* PROBLEM TO WORK ON *
Print nothing but the lines below starting at the line that holds "Target: blue sky" and ending at the line that holds "like point(163, 393).", including both, each exactly as written.

* MATERIAL SHOWN *
──────

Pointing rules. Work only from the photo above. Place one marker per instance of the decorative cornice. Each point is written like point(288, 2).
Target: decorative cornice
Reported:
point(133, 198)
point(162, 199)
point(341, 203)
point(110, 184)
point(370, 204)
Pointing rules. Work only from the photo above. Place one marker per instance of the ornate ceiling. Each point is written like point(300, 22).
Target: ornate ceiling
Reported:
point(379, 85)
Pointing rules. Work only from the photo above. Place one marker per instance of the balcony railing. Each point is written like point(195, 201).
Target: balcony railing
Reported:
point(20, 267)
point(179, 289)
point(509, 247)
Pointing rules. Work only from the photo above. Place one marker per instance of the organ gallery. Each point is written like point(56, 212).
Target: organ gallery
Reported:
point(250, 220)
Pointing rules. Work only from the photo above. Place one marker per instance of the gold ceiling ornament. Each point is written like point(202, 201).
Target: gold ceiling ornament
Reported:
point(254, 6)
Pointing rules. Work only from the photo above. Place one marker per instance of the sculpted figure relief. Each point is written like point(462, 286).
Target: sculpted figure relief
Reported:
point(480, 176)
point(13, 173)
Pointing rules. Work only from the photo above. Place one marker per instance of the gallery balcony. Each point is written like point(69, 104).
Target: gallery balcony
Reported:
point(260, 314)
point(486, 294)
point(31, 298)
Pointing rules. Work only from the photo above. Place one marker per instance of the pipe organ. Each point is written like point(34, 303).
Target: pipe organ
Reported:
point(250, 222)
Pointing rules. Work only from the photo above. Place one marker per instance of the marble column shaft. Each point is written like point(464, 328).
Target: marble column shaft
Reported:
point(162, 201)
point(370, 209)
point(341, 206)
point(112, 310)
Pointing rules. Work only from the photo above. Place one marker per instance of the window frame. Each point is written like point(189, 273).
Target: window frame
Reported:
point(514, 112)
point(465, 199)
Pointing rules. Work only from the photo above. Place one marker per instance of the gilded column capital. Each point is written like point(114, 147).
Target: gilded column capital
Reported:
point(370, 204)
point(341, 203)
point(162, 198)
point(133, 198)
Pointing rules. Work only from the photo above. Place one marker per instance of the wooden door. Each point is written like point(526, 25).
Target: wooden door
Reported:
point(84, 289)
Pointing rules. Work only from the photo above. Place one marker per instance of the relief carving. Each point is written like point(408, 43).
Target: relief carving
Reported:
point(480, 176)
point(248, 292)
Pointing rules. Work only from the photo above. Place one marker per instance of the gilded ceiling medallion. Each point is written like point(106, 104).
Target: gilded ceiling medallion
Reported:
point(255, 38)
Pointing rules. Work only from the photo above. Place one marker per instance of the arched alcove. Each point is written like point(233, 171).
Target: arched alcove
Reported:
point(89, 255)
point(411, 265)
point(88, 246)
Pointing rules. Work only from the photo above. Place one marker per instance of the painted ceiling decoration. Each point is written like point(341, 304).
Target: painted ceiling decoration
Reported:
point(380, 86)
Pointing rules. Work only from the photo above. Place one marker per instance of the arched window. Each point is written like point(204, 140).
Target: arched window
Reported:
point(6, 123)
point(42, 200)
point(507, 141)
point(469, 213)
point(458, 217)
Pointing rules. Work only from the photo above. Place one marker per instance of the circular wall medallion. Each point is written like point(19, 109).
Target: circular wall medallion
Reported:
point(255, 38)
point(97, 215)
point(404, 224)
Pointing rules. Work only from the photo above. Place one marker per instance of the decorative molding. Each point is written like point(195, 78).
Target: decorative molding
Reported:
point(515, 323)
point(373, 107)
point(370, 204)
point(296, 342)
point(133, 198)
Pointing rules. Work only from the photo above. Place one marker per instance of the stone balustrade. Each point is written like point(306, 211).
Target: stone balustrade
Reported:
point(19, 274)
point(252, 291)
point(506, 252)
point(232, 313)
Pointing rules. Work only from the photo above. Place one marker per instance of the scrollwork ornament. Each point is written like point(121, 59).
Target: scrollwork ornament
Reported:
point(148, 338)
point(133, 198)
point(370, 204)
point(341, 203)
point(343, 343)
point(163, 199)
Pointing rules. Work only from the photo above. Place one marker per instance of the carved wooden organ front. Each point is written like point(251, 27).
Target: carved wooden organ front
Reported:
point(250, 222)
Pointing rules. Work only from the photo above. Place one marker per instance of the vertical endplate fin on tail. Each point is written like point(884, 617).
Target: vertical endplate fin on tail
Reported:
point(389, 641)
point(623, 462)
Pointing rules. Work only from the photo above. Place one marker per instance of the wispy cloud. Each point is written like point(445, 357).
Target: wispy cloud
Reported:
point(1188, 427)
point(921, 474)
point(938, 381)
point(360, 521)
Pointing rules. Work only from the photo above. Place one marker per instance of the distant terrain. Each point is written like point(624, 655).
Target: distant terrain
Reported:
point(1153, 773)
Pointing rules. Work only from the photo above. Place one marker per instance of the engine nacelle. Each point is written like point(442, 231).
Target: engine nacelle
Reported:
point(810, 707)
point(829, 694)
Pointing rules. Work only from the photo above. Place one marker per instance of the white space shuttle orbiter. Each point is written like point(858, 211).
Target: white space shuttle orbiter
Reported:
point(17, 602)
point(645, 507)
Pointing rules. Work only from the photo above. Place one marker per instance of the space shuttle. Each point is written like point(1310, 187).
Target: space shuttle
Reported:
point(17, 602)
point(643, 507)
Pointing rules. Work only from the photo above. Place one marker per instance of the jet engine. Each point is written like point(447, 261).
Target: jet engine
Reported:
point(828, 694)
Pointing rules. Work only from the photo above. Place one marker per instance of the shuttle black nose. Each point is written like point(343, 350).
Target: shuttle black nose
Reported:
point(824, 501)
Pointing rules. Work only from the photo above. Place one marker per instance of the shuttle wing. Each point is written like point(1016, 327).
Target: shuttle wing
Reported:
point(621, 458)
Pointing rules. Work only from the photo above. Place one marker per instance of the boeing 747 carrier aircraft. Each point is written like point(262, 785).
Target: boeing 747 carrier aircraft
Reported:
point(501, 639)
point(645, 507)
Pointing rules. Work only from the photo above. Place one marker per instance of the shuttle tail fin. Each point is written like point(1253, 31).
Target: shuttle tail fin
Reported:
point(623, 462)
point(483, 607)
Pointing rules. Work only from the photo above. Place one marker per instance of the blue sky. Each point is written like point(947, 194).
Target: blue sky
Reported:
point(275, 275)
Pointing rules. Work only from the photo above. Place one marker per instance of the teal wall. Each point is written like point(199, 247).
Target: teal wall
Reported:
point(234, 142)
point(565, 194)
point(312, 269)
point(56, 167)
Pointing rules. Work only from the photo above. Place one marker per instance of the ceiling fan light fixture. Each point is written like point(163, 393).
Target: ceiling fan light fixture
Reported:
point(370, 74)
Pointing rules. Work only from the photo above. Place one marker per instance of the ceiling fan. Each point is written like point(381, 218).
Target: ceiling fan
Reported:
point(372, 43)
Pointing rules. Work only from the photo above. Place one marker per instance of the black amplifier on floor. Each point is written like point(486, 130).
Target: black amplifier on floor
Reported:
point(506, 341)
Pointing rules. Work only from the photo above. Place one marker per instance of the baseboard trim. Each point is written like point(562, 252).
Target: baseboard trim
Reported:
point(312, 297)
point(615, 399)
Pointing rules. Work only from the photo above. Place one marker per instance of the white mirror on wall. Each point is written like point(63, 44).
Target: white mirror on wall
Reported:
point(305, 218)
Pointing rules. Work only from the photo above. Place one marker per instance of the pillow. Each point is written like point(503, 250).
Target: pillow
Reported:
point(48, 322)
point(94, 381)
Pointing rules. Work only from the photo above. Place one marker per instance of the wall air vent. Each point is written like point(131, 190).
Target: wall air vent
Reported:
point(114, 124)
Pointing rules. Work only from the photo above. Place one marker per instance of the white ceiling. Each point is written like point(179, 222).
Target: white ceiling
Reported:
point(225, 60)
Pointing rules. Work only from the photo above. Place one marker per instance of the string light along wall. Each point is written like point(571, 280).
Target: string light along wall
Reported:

──────

* RESPONSE *
Target: blue sky
Reported:
point(275, 275)
Pointing rules. Work only from the photo above. Place one marker per instance of the teal wall. Each point is written like point(199, 247).
Target: teal wall
Reported:
point(234, 142)
point(565, 194)
point(312, 269)
point(56, 167)
Pointing rules. Work only from the photo above. Place one marker per instance of the ceiling fan light fixture. Each point is written like point(163, 393).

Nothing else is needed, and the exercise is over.